-------- Text --------

The 2008 Food City 500 was the fifth race of the 2008 NASCAR Sprint Cup Series, and it was held on Sunday, March 16, 2008 at Bristol Motor Speedway in Bristol, Tennessee. This race aired on Fox starting at 1:30 PM US EDT with radio coverage handled by Performance Racing Network and Sirius Satellite Radio with programming starting at 1 PM US EDT. The race marked the last race utilizing the 2007 Top 35 owners points exemption. Starting with the Goody's Cool Orange 500 on March 30 each week's Top 35 teams will be exempt.

The race marked the 676th and final career points start for Dale Jarrett, who made one final start in the Sprint All-Star Race XXIV. Dale's father, Ned, himself a former series champion and television commentator, waved the green flag for his son's final race. Starting on March 30 David Reutimann became the new driver of the #44 car, while Michael McDowell made his debut in the #00 car.

Qualifying
Qualifying was canceled due to rain on March 14 so the field was set by the rulebook for the second (and final) time this year using the 2007 Owners' points. As a result, Jimmie Johnson was on the pole.

-------- Information shown --------

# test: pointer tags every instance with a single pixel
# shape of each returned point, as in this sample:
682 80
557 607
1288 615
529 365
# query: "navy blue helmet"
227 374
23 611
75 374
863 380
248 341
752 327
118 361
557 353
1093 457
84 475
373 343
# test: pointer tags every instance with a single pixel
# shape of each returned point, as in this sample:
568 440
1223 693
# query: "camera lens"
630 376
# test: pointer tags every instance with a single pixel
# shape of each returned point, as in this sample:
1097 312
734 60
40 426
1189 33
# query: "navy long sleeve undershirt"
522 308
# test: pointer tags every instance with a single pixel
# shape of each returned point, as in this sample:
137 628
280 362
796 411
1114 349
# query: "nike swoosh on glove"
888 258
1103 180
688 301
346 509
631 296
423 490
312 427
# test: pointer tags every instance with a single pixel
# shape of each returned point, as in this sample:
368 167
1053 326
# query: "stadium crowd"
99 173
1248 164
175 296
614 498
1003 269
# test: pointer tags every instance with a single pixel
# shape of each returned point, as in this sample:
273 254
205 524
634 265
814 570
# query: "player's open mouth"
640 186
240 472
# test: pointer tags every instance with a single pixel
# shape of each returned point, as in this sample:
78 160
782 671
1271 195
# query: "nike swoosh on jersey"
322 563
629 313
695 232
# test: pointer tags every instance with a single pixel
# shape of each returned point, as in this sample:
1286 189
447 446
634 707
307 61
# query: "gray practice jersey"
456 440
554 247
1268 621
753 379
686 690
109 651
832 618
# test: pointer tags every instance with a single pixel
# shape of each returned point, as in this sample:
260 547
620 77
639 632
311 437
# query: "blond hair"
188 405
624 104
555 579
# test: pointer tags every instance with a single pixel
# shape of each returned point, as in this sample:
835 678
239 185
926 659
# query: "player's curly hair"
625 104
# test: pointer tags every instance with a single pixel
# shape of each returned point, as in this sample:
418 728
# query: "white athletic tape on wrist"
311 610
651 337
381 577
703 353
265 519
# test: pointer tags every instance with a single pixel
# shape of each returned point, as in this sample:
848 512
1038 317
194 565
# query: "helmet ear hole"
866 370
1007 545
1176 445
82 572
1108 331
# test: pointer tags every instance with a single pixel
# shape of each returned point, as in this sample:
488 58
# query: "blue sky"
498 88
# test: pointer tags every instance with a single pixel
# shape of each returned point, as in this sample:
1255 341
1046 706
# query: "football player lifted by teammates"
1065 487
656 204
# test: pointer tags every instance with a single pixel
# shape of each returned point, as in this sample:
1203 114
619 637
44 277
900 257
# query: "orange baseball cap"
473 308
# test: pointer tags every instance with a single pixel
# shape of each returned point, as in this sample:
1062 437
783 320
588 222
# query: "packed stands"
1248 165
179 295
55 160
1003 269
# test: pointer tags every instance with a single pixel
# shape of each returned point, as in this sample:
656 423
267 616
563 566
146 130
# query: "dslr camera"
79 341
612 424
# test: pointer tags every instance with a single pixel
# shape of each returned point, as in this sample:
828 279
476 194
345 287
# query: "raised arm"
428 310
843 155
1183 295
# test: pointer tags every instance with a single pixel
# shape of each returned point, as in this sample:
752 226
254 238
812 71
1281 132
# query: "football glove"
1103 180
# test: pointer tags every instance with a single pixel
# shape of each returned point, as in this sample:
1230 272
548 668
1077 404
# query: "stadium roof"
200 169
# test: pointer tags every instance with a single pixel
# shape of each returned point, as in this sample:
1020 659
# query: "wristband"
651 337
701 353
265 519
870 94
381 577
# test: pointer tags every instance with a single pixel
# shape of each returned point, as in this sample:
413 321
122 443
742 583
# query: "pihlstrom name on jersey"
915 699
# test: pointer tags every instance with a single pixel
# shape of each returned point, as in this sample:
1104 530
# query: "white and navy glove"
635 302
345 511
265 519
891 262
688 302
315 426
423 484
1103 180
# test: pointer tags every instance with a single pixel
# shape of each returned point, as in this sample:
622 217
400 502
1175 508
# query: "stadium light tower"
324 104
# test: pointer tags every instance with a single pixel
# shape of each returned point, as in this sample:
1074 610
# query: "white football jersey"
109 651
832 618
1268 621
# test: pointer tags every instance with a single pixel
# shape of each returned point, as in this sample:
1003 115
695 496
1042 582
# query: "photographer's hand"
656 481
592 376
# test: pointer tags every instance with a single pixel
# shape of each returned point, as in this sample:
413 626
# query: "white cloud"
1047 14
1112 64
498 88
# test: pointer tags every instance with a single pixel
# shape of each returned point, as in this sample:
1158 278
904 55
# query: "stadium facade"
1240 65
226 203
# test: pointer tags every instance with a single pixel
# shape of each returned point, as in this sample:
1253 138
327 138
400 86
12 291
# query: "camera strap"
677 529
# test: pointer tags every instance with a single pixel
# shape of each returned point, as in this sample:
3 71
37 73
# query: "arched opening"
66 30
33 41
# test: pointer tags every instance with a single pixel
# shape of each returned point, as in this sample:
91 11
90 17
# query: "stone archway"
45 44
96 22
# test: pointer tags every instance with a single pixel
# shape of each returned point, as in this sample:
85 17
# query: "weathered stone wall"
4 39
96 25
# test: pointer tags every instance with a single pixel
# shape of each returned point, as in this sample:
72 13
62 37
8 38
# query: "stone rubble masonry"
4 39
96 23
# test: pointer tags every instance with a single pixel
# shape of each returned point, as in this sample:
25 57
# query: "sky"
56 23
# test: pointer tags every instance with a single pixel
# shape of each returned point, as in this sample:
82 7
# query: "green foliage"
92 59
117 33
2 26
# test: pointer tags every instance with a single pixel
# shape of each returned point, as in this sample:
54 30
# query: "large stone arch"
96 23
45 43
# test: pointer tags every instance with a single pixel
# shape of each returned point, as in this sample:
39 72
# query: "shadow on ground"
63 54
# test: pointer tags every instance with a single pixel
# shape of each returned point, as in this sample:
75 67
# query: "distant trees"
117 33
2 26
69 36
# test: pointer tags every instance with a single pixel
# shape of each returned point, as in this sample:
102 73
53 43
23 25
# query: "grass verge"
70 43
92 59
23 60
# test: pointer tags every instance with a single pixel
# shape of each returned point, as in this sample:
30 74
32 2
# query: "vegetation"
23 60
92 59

--------

→ **Problems to work on**
1/ Answer the following questions from the Food City 500 text:
(a) At which track was the race held?
(b) Who waved the green flag for Dale Jarrett's final race?
(c) Which driver started on the pole?
2/ Reproduce the passage of the Food City 500 text starting at "The race marked the 676th" and ending at "on the pole.".

→ **The responses**
1/
(a) Bristol Motor Speedway in Bristol, Tennessee.
(b) His father, Ned.
(c) Jimmie Johnson.

2/
The race marked the 676th and final career points start for Dale Jarrett, who made one final start in the Sprint All-Star Race XXIV. Dale's father, Ned, himself a former series champion and television commentator, waved the green flag for his son's final race. Starting on March 30 David Reutimann became the new driver of the #44 car, while Michael McDowell made his debut in the #00 car.

Qualifying
Qualifying was canceled due to rain on March 14 so the field was set by the rulebook for the second (and final) time this year using the 2007 Owners' points. As a result, Jimmie Johnson was on the pole.